Text to read.
◇ ◇ ◇

‘Older people liked speaking k*k to my mom … ‘Your laaitie is different’, and stuff like that. And it often led to me being bullied,” says Proteas’ Lizaad Williams, who is getting ready to play in his first ICC Cricket World Cup.
Being different for Williams was not a choice, though. Growing up in Vredenburg on the west coast of the Cape Peninsula, it was a necessity.
“Vrede” might translate to “peace” from Afrikaans, but there was nothing peaceful about Williams’ childhood neighbourhood. In fact, nothing much has changed over the intervening years.
Just last week, an ANC councillor, Arthur Gqeba, was murdered there. It was the 13th attempt on Gqeba’s life.
Williams bowls fast because he’s only ever known life in the fast lane. Raised by a single mother, becoming a father to a little girl whilst still a teenager, and losing a brother to gangsterism is all part of the 29-year-old’s journey.
It is no wonder that he doesn’t fear bowling to the likes of Virat Kohli, Jos Buttler and Babar Azam on the grandest stage of all. Instead, Williams considers it a privilege, considering what may have been.
“Coming from the west coast, the options are very limited. If you don’t complete matric, then either you become a fisherman or you work in a fish factory,” Williams told Independent Media.
“If you are one of the lucky ones of the new generation that has finished matric, then you become an apprentice at Transnet. For my generation, it was either the municipality or factory somewhere in the west coast. That’s the routine of our people.
“We also have the same socio-economic struggles like other communities: gangsterism and crime. That type of thing. My elder brother was involved in gangsterism, and he passed away in 2018. It is easy to get caught up in your circumstances.

◇ ◇ ◇

Extracted entries.
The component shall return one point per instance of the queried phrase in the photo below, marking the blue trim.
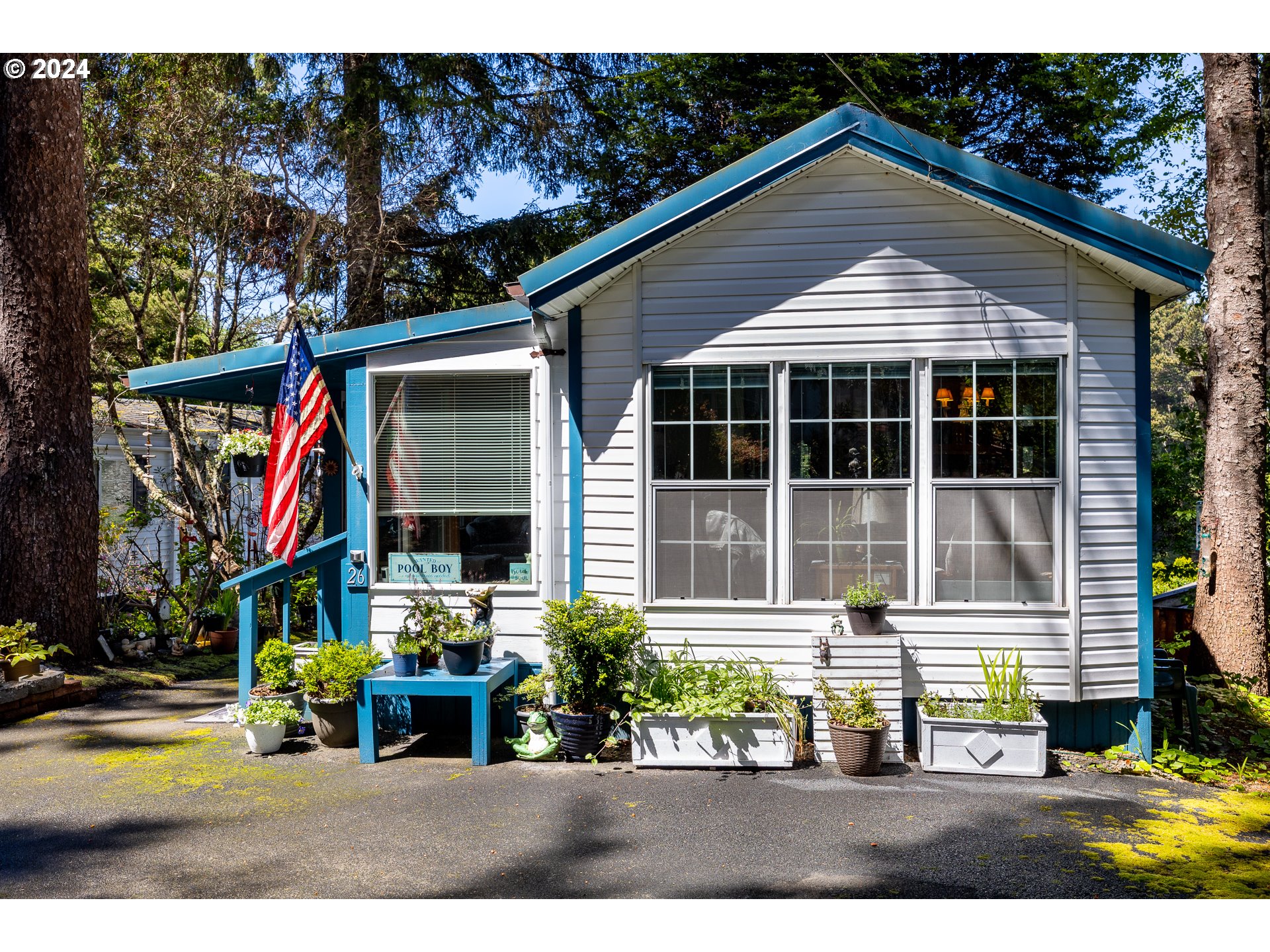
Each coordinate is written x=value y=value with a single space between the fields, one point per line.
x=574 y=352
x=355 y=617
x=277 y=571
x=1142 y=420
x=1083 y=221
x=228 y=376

◇ ◇ ◇

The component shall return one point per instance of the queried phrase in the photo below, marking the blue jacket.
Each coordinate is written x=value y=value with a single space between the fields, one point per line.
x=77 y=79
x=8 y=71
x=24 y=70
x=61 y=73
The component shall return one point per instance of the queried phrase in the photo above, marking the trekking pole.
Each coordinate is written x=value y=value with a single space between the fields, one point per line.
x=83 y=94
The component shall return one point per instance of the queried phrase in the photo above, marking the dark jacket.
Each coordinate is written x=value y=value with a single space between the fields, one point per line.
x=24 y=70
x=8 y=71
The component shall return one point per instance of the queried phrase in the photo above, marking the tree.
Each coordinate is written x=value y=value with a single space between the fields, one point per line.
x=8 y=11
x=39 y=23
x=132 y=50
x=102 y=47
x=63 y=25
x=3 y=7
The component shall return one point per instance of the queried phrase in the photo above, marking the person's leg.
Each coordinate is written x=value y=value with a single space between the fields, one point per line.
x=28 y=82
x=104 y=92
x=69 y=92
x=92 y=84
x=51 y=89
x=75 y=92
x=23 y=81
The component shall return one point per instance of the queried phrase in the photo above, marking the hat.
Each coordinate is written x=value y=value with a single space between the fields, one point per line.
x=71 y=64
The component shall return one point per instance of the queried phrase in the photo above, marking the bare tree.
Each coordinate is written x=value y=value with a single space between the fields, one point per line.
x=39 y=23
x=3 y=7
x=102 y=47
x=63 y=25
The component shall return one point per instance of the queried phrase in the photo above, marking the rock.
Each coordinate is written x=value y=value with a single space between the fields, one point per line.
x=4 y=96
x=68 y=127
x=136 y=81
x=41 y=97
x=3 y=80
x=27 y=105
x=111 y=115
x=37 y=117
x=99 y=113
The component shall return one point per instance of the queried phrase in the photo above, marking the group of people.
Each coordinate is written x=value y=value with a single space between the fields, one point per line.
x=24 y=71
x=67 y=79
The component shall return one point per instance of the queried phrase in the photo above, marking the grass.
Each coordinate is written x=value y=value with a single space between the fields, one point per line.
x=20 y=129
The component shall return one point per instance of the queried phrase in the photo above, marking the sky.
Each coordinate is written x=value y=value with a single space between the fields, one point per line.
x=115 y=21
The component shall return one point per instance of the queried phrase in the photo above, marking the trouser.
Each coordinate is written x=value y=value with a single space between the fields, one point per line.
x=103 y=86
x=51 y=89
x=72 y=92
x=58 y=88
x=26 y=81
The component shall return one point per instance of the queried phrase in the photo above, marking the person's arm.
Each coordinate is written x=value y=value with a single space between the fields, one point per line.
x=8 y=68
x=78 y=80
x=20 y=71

◇ ◇ ◇

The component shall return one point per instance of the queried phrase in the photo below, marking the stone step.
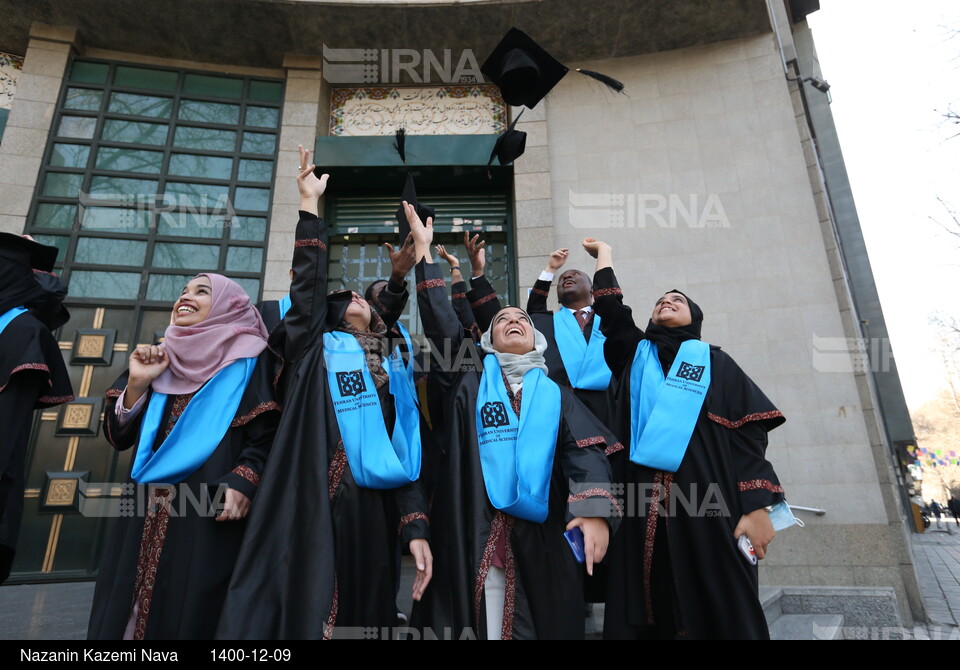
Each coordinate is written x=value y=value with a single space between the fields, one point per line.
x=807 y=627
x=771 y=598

◇ ◇ ◇

Parts of the exercise.
1. Name every person identified by name in the article on Lizaad Williams.
2. Resume the article on Lizaad Williams from its final sentence, carrying it forward in the same tone.

In response.
1. Lizaad Williams, Arthur Gqeba, Virat Kohli, Jos Buttler, Babar Azam

2.
“That’s why it’s a massive privilege (to play in a World Cup). It hasn’t sunk in yet. It comes with a big responsibility of representing your country. To go to a World Cup is massive. The magnitude is insane.”
Williams credits two “interventions” that helped him navigate a path that has ultimately led to his inclusion in the Proteas’ 15-man squad for the World Cup in India.
The first was the birth of his daughter, Kay-Zimé Pieters.
“The way my life was going, that was probably the one thing that saved me. I was just 16 years old. That was a life-changer for me. I am a firm believer that you have to live for something bigger than yourself,” he said.
“Massive credit to my mom for helping me. She looked after my daughter until I got a rookie contract at the (Cape) Cobras.”
The second was his acceptance into the University of the Western Cape’s (UWC) Sports Skills for Life Skills (SS4LS) programme.
“I came there with a reputation as a troubled kid. Nic (Kock, the founder of SS4LS) took a chance on me. It is an unbelievable programme at UWC. It is the best-run varsity programme in South Africa.
“The attention to detail, if you’re struggling with a module … they get you an extra tutor that can help you. They were prepared to help me get a degree. If it wasn’t for them, I would not have graduated with a BA in Environmental Studies in 2018.”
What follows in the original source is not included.